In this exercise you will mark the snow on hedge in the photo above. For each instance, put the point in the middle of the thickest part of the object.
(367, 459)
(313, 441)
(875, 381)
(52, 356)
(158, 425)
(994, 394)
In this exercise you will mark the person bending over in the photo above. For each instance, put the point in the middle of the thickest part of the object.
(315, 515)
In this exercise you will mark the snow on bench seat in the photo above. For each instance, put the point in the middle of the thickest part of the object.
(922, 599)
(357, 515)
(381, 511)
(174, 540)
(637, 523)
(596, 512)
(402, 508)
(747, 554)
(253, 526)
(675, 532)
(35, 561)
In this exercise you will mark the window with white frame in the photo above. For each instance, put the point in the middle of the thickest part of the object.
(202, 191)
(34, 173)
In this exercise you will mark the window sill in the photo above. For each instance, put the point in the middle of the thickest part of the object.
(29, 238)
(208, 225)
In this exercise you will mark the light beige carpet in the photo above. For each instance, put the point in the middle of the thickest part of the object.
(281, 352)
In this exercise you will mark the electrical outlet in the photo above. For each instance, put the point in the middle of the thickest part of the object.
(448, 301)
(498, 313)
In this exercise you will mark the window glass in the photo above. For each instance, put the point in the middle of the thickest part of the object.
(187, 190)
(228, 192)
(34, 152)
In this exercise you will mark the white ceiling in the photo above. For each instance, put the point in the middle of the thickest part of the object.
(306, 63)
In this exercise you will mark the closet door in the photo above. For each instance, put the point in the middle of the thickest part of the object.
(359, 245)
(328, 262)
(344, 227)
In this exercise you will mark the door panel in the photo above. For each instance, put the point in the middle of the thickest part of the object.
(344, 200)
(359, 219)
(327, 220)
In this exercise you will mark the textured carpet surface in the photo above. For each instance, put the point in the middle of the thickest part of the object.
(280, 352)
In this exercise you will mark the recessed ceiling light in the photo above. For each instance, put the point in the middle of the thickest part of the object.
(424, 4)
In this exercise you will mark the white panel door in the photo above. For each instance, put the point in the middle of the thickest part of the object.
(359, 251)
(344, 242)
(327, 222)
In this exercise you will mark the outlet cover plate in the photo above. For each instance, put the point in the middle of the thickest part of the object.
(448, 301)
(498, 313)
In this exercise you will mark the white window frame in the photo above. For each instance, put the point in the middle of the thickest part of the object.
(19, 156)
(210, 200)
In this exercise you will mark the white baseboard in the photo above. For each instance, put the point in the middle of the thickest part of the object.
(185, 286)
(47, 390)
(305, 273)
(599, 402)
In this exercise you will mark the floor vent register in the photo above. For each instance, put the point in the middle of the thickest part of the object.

------------------------------------------------

THE PROBLEM:
Extract every entry above as it appears.

FULL RESPONSE:
In this exercise you will mark the snow on hedge in the photo above. For each instance, put the point in the middle of the thickest part of the object.
(367, 459)
(313, 441)
(875, 381)
(52, 356)
(158, 425)
(994, 394)
In this exercise you will mark the person bending over in the photo above. For each instance, put the point in the middle of the thickest part of the object.
(315, 515)
In this exercise you will mark the snow on bench seat in the photo above. For each instance, put the point in the middle of the thickest part of the object.
(922, 599)
(357, 515)
(381, 511)
(174, 540)
(637, 523)
(596, 512)
(402, 508)
(747, 554)
(253, 526)
(675, 532)
(35, 561)
In this exercise you will mark the window with white frame in the photo above. For each instance, put the point in the middle of the thickest part of the object.
(202, 191)
(34, 173)
In this exercise you will mark the window sill in the photo above. For each instance, put the point in the middle of the thickest part of the object.
(29, 238)
(208, 225)
In this exercise you will mark the light beige carpet in the photo above. For each instance, put the point in the middle of the thickest part of the object.
(281, 352)
In this exercise you will mark the electrical outlet in the photo above. For each instance, put the point in the middle of the thickest part of the object.
(448, 301)
(498, 313)
In this exercise you will mark the window glass in the photo above. For each instance, put the point in the middle of the thickest part of the object.
(187, 190)
(228, 192)
(34, 152)
In this exercise you will mark the white ceiling in the photo above. For each instance, put the point in the middle of the thickest part of the object.
(306, 63)
In this exercise you will mark the closet door in the photo above. For each instance, put the point in the middle of the thickest part of the object.
(359, 245)
(328, 262)
(344, 227)
In this exercise you will mark the door panel in the photo above. For each instance, put the point in the middle of the thickest part of the object.
(344, 200)
(359, 219)
(327, 220)
In this exercise you will mark the textured carpet surface in the photo above. For each instance, put the point in the middle of the thickest part of the object.
(280, 352)
In this exercise you will mark the recessed ceiling light in the photo above. For each instance, put the point in the middle of the thickest part of the object.
(424, 4)
In this exercise you will mark the white panel door in the photo above. For each instance, put the point in the middle of the thickest part of the object.
(359, 251)
(344, 242)
(327, 222)
In this exercise you will mark the outlet cover plate in the photo above. For each instance, put the point in the middle of the thickest part of the object.
(448, 301)
(498, 313)
In this exercise you will mark the white window frame in the photo above. For each instance, put the point in the middle of the thickest part of the object.
(19, 156)
(210, 200)
In this exercise you will mark the white baseboard in the photo above. For each instance, put the point in the middle of the thickest part of the object.
(185, 286)
(47, 390)
(305, 273)
(599, 402)
In this exercise you will mark the floor vent register in the photo above. For each instance, put the point in the middle of the thickest part of the object.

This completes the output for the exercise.